#### [Action item]
Set down only these lines, exactly: the line containing "engine in the photo above." and all lines through the end of the data below. Omit pictures.

#### [Records provided]
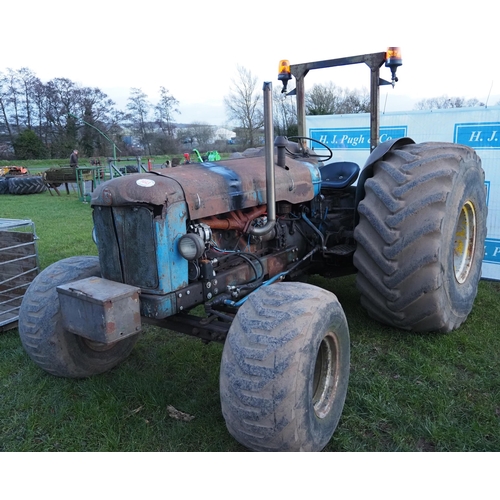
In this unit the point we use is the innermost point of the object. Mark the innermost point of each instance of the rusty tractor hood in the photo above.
(212, 188)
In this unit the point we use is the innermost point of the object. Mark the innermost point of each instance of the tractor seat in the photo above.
(338, 174)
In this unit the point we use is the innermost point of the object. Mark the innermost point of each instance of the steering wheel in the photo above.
(326, 156)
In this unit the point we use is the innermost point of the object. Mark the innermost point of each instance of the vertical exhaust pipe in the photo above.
(269, 151)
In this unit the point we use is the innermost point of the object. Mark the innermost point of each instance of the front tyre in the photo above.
(285, 369)
(420, 237)
(48, 344)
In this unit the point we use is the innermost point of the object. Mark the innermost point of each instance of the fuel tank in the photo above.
(212, 188)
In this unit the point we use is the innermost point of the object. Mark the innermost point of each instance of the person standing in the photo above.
(73, 159)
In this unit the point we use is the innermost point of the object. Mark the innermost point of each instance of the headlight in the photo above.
(191, 246)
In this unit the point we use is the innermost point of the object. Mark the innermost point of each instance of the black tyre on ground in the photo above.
(54, 349)
(285, 369)
(4, 185)
(420, 237)
(26, 185)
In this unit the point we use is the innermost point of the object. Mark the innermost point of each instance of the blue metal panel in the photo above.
(172, 267)
(315, 177)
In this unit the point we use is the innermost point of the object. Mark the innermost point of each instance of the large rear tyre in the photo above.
(285, 369)
(26, 185)
(420, 237)
(49, 345)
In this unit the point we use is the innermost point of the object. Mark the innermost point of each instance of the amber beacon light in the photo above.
(284, 73)
(393, 60)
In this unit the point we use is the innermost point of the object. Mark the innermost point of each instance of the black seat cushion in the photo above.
(339, 174)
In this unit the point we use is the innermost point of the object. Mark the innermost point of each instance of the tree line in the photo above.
(48, 120)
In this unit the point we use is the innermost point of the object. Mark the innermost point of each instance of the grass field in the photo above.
(407, 392)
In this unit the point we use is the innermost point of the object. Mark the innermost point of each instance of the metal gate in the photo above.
(18, 266)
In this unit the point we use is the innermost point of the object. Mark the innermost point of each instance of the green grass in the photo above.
(407, 392)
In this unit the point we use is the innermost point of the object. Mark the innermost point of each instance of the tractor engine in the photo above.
(193, 235)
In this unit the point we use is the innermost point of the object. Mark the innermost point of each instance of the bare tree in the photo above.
(139, 108)
(330, 99)
(4, 105)
(243, 105)
(445, 102)
(165, 109)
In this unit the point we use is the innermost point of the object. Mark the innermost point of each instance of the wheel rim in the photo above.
(465, 242)
(325, 375)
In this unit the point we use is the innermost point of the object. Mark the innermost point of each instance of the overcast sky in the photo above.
(192, 48)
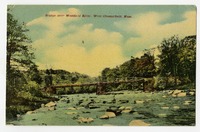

#### [Written response]
In this unit the point we use is the innermost point of the object. Mark the innermost point of each instance of the tractor engine in the photo above.
(193, 235)
In this unit the point we use is the innermost point of the object. Mark the innermost point of each instance of the bare tree in the photo above.
(139, 108)
(330, 99)
(4, 105)
(243, 105)
(445, 102)
(165, 109)
In this unit the point we use is the innermost point of the object. Mark the innermost point of each instance of the wheel rim in the photo above.
(465, 242)
(325, 375)
In this unit the point we use is the innermost point of the object. Mark the innermost point of each instance of the overcast sky in the photo above.
(192, 48)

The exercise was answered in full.